## Stated task
Extend the passage on compensating finders in California securities sales, not the rows, by continuing after its final sentence.

## Page excerpt
========================

Blog

Compensation of Finders In The Sale Of California Securities

Compensation Practice

The “finders” exemption, went into effect on January 1, 2016 at Corporations Code Section 25206.1.     Finders who satisfy the requirements of the exemption can now receive transaction-based compensation on the sale of a security in California. The exemption is available to individuals (not otherwise registered as a broker-dealer or agent) who meet the definition of a “finder” as set forth in §25206.1(a) and who comply with the disclosures and record keeping requirements of the exemption, including filing an annual Statement of Information with the Commissioner on the form prescribed in rules CCR §260.211.4 and §260.211.5.

Any of the following acts, whether inadvertent or otherwise, render a finder ineligible for the exemption: (1) failing to file a renewal Statement of Information or pay the renewal fee before the filing due date; (2) failing to comply with any of the conditions in §25206.1(a); (3) performing any of the acts or satisfying any of the circumstances described in §25212 of the Corporations Code or Rule 506(d) of Regulation D; (4) failing to obtain any written agreement or make any disclosures required under §25206.1(e); (5) failing to disclose on the renewal Statement whether transaction-based compensation has been received; and (6) failing to maintain the records required under §25206.1(f).

Although this exemption provides individuals who provide finder services in California with the ability to earn a percentage of the transaction in accordance with an agreement, there are limitations to the definition including:

  1. The exemption is available only to natural persons in connection with transactions with an aggregate purchase price of $15 million or less and involving solely accredited investors.

========================

## Items
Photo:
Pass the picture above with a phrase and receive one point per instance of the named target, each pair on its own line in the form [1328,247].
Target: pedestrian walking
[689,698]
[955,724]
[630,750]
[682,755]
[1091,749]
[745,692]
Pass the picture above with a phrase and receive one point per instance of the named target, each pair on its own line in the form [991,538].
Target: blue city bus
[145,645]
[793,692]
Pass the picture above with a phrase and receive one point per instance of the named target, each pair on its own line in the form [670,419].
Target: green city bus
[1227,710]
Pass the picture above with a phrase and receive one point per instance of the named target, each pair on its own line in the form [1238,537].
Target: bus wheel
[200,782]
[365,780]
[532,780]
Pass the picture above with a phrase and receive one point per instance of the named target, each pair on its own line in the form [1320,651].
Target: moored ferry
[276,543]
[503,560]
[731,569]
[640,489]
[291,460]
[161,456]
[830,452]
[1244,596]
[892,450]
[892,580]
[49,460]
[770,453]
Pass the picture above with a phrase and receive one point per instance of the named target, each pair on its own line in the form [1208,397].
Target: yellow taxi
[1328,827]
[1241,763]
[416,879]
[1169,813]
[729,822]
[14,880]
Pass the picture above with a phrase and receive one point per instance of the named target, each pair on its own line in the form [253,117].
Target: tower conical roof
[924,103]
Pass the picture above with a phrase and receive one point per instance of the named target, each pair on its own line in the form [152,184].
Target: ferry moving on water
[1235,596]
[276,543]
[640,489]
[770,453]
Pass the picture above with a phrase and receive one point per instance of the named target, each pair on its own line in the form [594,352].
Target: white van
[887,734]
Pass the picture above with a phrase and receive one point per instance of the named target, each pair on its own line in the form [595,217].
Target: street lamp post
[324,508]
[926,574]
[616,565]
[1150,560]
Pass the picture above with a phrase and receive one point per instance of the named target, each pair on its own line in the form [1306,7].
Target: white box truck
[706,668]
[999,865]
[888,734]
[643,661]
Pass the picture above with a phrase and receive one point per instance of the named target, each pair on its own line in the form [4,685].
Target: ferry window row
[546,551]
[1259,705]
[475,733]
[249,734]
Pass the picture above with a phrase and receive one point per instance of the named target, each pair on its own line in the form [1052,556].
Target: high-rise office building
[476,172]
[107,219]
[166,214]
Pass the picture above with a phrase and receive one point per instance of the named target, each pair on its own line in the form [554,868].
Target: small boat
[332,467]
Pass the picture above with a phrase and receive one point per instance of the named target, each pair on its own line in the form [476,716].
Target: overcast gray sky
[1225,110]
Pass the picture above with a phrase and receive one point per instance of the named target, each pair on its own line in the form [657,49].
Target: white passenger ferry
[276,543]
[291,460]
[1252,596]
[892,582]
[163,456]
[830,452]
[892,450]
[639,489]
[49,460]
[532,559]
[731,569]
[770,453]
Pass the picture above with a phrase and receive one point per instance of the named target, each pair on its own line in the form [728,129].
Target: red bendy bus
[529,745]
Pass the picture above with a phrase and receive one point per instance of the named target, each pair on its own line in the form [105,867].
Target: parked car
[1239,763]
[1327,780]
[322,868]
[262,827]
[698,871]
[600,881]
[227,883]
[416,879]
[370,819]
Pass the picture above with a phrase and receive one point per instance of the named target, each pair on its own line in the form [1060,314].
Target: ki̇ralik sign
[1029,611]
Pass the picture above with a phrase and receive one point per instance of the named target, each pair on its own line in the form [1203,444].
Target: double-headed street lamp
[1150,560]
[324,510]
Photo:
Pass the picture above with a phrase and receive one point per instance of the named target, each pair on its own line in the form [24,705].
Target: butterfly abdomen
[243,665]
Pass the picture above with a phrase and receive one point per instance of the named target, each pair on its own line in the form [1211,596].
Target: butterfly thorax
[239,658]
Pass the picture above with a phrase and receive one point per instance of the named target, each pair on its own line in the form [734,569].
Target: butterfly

========================

## Right answer
  2. Other than the ability to receive transaction-based compensation, the exemption does not broaden the scope of activities permitted; such as participating in negotiations, taking custody of investor funds, conducting due diligence and issuer disclosures.
  3. The finder must obtain the  written consent of each person introduced or referred by the finder to an issuer, in a signed written agreement disclosing the type and amount of compensation payable to the finder and certain other disclosures as set forth in §25206.1(e), and (ii) maintaining books and records in accordance with §25206.1(f) and rule 260.211.7.

However, this exemption does not allow for introduction of investors outside California, so we often see transactions that require a separate analysis of each component of the compensation.  For example, how do we compensate all the brokers in a transaction including a California  broker (real estate),  securities and a finder on a 1031 exchange using a Delaware Statutory Trust, as a portion of the exchange property with out of state parties?  Please contact us to discuss your compensation issue.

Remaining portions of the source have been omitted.